'''
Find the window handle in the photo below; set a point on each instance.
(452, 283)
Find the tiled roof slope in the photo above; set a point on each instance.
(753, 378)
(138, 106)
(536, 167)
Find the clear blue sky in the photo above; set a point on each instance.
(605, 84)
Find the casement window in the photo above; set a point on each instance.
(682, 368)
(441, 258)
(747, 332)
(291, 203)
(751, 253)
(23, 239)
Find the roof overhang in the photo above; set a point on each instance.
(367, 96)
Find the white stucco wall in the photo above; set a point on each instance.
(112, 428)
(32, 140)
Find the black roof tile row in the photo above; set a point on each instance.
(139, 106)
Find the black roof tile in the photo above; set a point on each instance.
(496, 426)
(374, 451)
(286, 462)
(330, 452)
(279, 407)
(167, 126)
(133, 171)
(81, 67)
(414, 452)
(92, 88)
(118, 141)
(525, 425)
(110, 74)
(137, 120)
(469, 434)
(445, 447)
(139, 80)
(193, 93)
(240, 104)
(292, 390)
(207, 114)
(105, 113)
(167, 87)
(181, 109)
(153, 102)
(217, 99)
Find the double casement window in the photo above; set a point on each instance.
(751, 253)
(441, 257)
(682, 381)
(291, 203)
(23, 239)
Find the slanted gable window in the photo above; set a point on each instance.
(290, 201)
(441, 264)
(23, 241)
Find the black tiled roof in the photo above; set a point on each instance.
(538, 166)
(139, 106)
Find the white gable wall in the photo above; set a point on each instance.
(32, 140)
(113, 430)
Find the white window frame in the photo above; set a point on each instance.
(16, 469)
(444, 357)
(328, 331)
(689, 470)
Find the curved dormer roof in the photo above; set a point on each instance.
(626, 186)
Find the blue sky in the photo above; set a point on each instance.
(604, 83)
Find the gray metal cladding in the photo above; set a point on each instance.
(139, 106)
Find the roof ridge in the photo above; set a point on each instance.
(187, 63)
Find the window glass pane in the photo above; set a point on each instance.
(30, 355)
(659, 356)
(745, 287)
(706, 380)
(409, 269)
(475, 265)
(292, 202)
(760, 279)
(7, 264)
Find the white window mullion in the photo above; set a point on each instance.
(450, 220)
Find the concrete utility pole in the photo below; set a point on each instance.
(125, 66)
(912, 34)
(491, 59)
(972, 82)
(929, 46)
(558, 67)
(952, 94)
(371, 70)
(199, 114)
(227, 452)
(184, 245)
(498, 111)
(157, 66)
'''
What you will do →
Output each line of the material exactly, keeping every word as it appears.

Final answer →
Find the window handle in the photo below; set a point on each instance.
(452, 283)
Find the tiled roof slope in the photo above; set a point on each instance.
(753, 378)
(138, 106)
(536, 167)
Find the clear blue sky in the photo above; set a point on each instance.
(605, 84)
Find the casement window in the photo above; set a point on each instance.
(682, 368)
(441, 258)
(747, 332)
(291, 203)
(751, 253)
(23, 239)
Find the roof overhang in the photo above; set a point on each instance.
(367, 96)
Find the white stucco wall in the photo above; set a point on each instance.
(112, 428)
(32, 140)
Find the black roof tile row in the photo above; set a point on each instance.
(139, 106)
Find the black roof tile in the photo above; set a point on each instance.
(496, 426)
(374, 451)
(286, 462)
(330, 452)
(279, 407)
(167, 126)
(133, 171)
(81, 67)
(414, 452)
(92, 88)
(118, 141)
(525, 425)
(110, 74)
(137, 120)
(469, 434)
(445, 447)
(139, 80)
(193, 93)
(240, 104)
(292, 390)
(207, 114)
(105, 113)
(167, 87)
(181, 109)
(153, 102)
(217, 99)
Find the double casement window in the photo above; set a point on each instance.
(751, 253)
(441, 257)
(682, 381)
(291, 203)
(23, 239)
Find the slanted gable window in the photo above; set a point on each instance.
(290, 201)
(441, 264)
(23, 241)
Find the black tiled roof in the photo above; set a point on each instance.
(538, 166)
(139, 106)
Find the white gable wall in the photo above; set a point on each instance.
(32, 140)
(113, 430)
Find the white window frame in the photo above; set a point on each instance.
(16, 469)
(444, 357)
(328, 331)
(689, 470)
Find the curved dormer roof in the photo above; set a point on each instance.
(626, 186)
Find the blue sky in the photo above; set a point on each instance.
(604, 83)
Find the gray metal cladding in the photo above; set a point on each instance.
(139, 106)
Find the roof ridge in the photo above; set a point on each instance.
(187, 63)
Find the window glass pane in the photo above; set a point on each instance.
(30, 355)
(659, 356)
(745, 287)
(706, 380)
(409, 269)
(475, 265)
(292, 202)
(760, 279)
(7, 264)
Find the white window mullion in the photo above; set a point on each instance.
(450, 220)
Find the concrete utility pole in the photo below; set a point on each instance.
(125, 66)
(912, 34)
(491, 59)
(972, 82)
(929, 46)
(558, 67)
(952, 94)
(371, 70)
(199, 114)
(227, 452)
(184, 245)
(498, 111)
(157, 66)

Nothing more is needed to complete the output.